__Problem details__.
Read the lines below and count those that have the word "query". Respond with the number only.

__Extracted data entries__.

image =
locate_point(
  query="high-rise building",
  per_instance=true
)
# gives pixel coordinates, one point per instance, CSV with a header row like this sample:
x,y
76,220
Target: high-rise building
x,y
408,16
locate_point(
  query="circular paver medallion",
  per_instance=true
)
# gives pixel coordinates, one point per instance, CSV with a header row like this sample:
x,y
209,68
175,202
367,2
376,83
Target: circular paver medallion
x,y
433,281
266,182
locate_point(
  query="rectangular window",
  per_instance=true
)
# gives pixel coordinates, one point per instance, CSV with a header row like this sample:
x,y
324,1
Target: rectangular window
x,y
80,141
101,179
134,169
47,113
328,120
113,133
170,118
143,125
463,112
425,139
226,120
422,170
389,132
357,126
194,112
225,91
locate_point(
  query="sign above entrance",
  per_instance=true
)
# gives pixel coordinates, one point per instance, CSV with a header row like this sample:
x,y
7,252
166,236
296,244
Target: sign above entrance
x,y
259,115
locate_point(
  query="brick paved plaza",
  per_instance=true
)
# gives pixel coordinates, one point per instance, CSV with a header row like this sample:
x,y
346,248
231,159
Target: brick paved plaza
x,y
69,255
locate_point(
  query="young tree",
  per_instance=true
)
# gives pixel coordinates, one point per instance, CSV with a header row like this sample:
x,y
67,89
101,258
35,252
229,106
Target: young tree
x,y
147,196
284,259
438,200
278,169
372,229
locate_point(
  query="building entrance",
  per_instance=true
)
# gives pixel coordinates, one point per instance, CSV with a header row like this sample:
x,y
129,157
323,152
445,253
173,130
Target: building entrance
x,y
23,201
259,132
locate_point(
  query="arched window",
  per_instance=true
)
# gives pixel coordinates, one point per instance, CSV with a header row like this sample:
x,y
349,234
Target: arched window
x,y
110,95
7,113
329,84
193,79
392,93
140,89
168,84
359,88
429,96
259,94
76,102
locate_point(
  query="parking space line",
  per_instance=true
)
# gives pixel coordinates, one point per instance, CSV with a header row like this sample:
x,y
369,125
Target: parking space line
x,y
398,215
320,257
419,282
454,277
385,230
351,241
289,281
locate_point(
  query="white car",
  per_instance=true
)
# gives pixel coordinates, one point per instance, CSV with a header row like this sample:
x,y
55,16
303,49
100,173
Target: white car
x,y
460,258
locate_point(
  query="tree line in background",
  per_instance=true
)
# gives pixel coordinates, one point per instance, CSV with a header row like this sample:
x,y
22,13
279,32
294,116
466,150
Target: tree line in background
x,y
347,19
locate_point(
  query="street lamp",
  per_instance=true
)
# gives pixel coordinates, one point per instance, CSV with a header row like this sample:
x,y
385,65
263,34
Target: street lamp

__Result__.
12